GIVEN REQUEST:
Extract the lines below verbatim, from the first line of the items down to and including the line containing "(104, 1122)".

**** DATA ****

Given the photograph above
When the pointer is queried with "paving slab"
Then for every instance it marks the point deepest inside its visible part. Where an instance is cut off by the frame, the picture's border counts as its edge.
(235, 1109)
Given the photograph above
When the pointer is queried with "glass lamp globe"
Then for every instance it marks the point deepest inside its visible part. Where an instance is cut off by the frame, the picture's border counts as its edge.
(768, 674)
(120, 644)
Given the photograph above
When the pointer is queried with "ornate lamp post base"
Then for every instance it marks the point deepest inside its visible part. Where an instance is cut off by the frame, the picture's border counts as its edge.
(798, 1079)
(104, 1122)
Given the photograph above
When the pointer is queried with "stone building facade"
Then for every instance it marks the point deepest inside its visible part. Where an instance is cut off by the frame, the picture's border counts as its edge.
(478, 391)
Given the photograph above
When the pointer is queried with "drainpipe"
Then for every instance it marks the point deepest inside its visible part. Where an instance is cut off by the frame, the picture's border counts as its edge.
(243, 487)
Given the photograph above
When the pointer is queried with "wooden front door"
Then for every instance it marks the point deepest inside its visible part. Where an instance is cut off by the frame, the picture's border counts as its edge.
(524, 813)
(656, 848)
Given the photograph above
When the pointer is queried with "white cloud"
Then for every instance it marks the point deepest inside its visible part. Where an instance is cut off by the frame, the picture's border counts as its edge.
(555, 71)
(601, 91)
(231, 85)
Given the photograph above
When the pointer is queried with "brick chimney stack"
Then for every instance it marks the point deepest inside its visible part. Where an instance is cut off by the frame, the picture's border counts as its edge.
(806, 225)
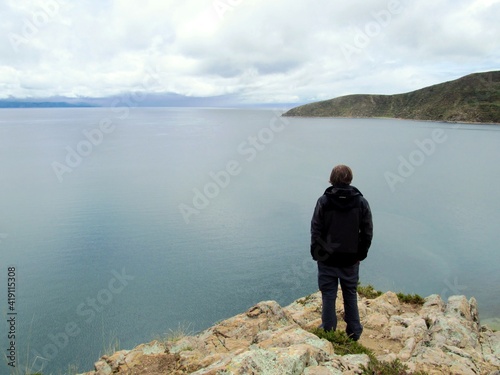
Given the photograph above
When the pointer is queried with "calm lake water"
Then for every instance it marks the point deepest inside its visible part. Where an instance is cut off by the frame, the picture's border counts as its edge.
(123, 225)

****

COMPLETE OUTPUT:
Given the photograph above
When the pointer is queried with "paving slab"
Then for every instance it marks the point deepest inside its visible part. Where an instance is cut off by the frame, the picture's border counts as its edge.
(235, 1109)
Given the photograph above
When the pointer is queried with "glass lamp globe"
Then for every instance it marks the point deepest inside its visible part. Where an instance is cut off by the frame, the picture's border counts as its edge.
(768, 674)
(120, 644)
Given the photograph above
When the pointer is queried with "ornate lamp post base"
Then for every instance it marks the point deepest inside its visible part. Where an instance is cut off by the frame, the picture's border counts as its edge.
(798, 1079)
(104, 1122)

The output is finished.